##### Stored data

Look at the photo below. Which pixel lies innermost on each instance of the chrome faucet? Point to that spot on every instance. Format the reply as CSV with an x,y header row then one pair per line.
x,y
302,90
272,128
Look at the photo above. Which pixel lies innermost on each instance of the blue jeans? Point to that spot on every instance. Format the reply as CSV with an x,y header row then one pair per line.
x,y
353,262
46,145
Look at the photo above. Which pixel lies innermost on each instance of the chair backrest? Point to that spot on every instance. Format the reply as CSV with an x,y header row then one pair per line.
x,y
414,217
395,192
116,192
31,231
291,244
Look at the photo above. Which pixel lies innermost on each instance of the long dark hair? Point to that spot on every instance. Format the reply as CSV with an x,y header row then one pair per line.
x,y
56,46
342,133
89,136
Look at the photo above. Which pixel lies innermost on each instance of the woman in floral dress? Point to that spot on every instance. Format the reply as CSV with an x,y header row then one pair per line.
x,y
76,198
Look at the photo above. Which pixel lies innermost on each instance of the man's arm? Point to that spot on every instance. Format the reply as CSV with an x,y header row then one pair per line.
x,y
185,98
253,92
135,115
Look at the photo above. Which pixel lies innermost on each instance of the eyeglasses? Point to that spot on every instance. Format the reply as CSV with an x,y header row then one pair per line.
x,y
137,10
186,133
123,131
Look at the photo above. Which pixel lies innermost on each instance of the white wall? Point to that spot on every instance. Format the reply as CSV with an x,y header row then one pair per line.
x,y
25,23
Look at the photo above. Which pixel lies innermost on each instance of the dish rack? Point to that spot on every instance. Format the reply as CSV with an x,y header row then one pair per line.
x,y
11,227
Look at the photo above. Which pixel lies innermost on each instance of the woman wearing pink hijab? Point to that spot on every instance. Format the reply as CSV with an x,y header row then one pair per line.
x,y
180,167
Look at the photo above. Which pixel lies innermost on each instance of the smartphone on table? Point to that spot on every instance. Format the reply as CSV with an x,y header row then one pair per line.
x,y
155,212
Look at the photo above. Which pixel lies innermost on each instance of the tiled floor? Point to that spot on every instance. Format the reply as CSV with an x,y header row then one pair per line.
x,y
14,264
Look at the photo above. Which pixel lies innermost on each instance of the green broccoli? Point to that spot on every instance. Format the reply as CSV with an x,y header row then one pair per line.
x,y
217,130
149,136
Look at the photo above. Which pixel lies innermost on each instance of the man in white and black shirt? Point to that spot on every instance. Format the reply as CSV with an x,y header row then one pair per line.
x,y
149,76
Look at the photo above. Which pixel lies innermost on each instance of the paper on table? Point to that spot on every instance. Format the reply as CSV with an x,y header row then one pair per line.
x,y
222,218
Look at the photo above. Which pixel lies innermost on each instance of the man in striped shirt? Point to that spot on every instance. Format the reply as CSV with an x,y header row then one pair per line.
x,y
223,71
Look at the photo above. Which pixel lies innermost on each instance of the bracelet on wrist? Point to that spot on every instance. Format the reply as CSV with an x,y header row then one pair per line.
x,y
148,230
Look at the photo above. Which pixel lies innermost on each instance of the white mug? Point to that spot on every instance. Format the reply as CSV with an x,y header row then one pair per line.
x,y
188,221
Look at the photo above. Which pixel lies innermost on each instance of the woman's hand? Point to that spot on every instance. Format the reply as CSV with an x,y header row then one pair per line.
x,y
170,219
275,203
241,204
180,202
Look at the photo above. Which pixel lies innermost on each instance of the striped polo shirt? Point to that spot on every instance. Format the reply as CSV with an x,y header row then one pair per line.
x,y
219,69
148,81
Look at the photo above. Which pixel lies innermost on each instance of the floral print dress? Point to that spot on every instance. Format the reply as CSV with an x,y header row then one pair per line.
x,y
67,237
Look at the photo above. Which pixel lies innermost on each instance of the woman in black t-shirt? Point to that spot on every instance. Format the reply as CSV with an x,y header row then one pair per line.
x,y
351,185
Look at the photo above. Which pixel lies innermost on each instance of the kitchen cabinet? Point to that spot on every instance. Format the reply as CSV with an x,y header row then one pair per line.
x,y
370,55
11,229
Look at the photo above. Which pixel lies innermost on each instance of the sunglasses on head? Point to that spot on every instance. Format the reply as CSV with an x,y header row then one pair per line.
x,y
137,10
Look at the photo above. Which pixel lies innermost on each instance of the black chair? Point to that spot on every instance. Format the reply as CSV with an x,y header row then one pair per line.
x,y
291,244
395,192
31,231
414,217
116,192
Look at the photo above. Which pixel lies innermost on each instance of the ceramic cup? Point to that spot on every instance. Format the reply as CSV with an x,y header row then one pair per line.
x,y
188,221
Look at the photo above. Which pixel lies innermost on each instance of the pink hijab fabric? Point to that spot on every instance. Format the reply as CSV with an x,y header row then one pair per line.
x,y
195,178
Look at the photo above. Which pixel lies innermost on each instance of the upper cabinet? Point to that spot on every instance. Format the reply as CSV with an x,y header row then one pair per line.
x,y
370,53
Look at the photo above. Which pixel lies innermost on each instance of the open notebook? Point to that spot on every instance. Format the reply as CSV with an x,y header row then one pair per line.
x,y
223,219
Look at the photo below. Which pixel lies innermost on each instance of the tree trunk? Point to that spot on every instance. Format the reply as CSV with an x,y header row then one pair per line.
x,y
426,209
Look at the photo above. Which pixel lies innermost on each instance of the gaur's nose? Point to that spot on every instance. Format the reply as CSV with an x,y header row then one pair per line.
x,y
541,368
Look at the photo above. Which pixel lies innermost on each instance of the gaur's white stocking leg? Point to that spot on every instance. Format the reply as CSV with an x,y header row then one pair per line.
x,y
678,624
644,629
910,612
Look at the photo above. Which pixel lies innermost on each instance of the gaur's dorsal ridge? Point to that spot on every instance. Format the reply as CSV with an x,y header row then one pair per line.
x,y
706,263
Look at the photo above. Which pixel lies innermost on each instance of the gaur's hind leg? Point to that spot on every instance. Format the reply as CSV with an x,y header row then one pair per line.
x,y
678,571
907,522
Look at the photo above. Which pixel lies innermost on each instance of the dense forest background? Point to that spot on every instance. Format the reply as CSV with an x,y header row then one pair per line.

##########

* [Description of the task]: Copy out all of the records above with nothing altered.

* [Response to the task]:
Look at the photo below. Which pixel lies innermost on each instance of the chrome faucet? Point to that spot on every instance. Format the reply as CSV with an x,y header row then one pair per line.
x,y
302,90
272,128
Look at the photo above. Which pixel lies innermost on each instance of the blue jeans? Point to that spot on every instance. Format the reply as CSV with an x,y header row then one pair per line.
x,y
353,262
46,145
Look at the photo above. Which pixel lies innermost on each instance of the chair backrest? Point to that spot on every instance. Format the reply as CSV with an x,y header row then one pair per line.
x,y
414,217
395,192
116,192
31,231
291,244
Look at the photo above. Which pixel lies innermost on each instance of the long dark hair? Point to that spot on every instance. Format the reply as CSV with an x,y header row then one pair per line.
x,y
56,46
342,133
89,136
Look at the photo above. Which pixel lies innermost on each instance of the woman in floral dress? Point to that spot on every instance. Format the reply as CSV with an x,y header row then one pair per line.
x,y
76,198
Look at the photo above. Which pixel lies innermost on each instance of the man's arm? Point to that spot on every instance. Format the reply as CSV with an x,y header row then one pair per line.
x,y
185,98
253,92
135,115
Look at the photo above. Which pixel lies innermost on each instance of the eyeglasses? Point to that spot on every instance. Format the reply as CSV with an x,y header row then one pair per line.
x,y
137,10
186,133
123,131
Look at the photo above. Which pixel lies innermost on each instance of the white wall? Point to that spot on every instance. Format the reply as CSV with an x,y header row then one pair per line.
x,y
25,23
Look at the photo above. Which pixel lies innermost on each instance of the dish rack? Point to that spot on every instance. Format the reply as CSV with an x,y header row then one pair per line.
x,y
11,227
Look at the photo above. Which pixel lies innermost on each instance of the woman wearing pink hijab? Point to that spot on every instance. Format the reply as CSV with an x,y header row then one pair per line.
x,y
180,167
Look at the photo above. Which pixel lies innermost on each instance of the smartphone on table? Point to that spot on every instance. Format the reply as CSV with an x,y header row then one pair per line.
x,y
155,212
Look at the photo above. Which pixel lies innermost on each instance of the tiled floor? Point to that spot on every instance. Format the reply as CSV with an x,y header row then one pair per line.
x,y
14,264
Look at the photo above. Which pixel lies innermost on each instance of the green broccoli? Point to that spot on every instance. Format the reply as CSV with an x,y header row then one pair per line.
x,y
217,130
149,136
Look at the photo above. Which pixel lies innermost on each instance of the man in white and black shirt? Point to that spot on every instance. Format the reply as CSV with an x,y header row then one pair per line.
x,y
149,76
Look at the photo above. Which pixel lies innermost on each instance of the paper on table? Point to that spot on every instance. Format the reply as CSV with an x,y header row then one pair per line.
x,y
222,218
Look at the photo above. Which pixel lies innermost on each instance of the man in striped shirt? Point to that spot on every instance. Format the reply as CSV with an x,y header row then one pair per line.
x,y
223,71
Look at the photo above. Which pixel lies innermost on each instance of the bracelet on wrist? Point to that spot on every instance. Format the reply as CSV with an x,y header row then one pair per line.
x,y
148,230
Look at the photo above. Which pixel lies innermost on each instance of the white mug? Point to that spot on every instance. Format the reply as CSV with an x,y header row then one pair per line.
x,y
188,221
Look at the photo above. Which pixel lies innermost on each instance of the woman's hand? Point to that spot on every instance. Format the reply as CSV with an x,y header row then one pair per line.
x,y
170,219
275,203
241,204
180,202
Look at the photo above. Which pixel lies innermost on each instance of the striped polo shirt? Point to that spot on every instance. Format the reply as CSV with an x,y header row then one pair per line.
x,y
219,69
148,81
Look at the photo above. Which pixel lies innermost on each instance of the floral print dress? Point to that spot on every instance. Format the reply as CSV with an x,y header row then one pair per line.
x,y
67,237
Look at the photo above. Which pixel lies innermost on each instance of the woman in black t-shirt? Point to that spot on every instance. Format the reply as CSV with an x,y header row then one pair per line.
x,y
351,185
Look at the photo above. Which pixel lies innermost on each instance of the kitchen cabinet? Point to that spot on every instance. Format the reply as CSV with an x,y header row then one pair per line.
x,y
370,55
11,229
Look at the photo above. Which pixel lies innermost on each instance of the sunglasses on head? Point to that spot on every instance. Format the reply as CSV with an x,y header row then one pair per line.
x,y
137,10
Look at the photo above. Which pixel lies innermost on each instance of the black chair? Point to that spot on every instance. Format the reply as CSV with an x,y header row then one pair per line.
x,y
291,244
395,192
31,231
414,217
116,192
Look at the photo above. Which pixel lies innermost on each instance of the ceramic cup? Point to that spot on every instance. Format the reply as CSV with an x,y header row then one pair per line.
x,y
188,221
Look at the photo above. Which pixel lies innermost on each instance of the pink hijab fabric? Point to that spot on every instance. Format the reply as CSV with an x,y header row then one pair per line.
x,y
195,178
Look at the photo above. Which pixel lies innermost on each instance of the upper cabinet? Point to that spot on every instance. Format the reply as CSV with an x,y header row then one pair per line.
x,y
370,53
Look at the photo above. Which pixel lies innermost on each instance of the open notebook? Point to that spot on every instance. Format the reply as CSV with an x,y header row then one pair per line.
x,y
223,219
Look at the photo below. Which pixel lies innermost on each instance of the tree trunk? Point to that spot on every instance. Format the reply as CSV with an x,y header row then one pair per line.
x,y
426,209
Look at the photo above. Which pixel lies innermost on each instance of the gaur's nose? Point to that spot on every instance. Format the reply as CSV with an x,y header row then one pair per line.
x,y
541,368
Look at the photo above. Which pixel lies innermost on each instance of the gaur's white stocking leg? Point to that spot on every instance. Format the reply as CSV with an x,y header row then one pair per line.
x,y
678,624
644,629
910,612
Look at the photo above. Which pixel lies innermost on each instance of the gaur's dorsal ridge? Point to that spot on every instance. Format the reply as CSV with an x,y header row then one pair per line.
x,y
706,263
Look at the photo above. Which pixel lies innermost on each instance of the gaur's hind leg? Point to that spot on every instance. Format the reply as CSV with an x,y header row then one pair per line.
x,y
678,571
907,522
Look at the photo above. Which pixel lies innermost on each instance of the dense forest background? Point to that spot on every instance. Format the reply as CSV with an x,y header row then one pair per line.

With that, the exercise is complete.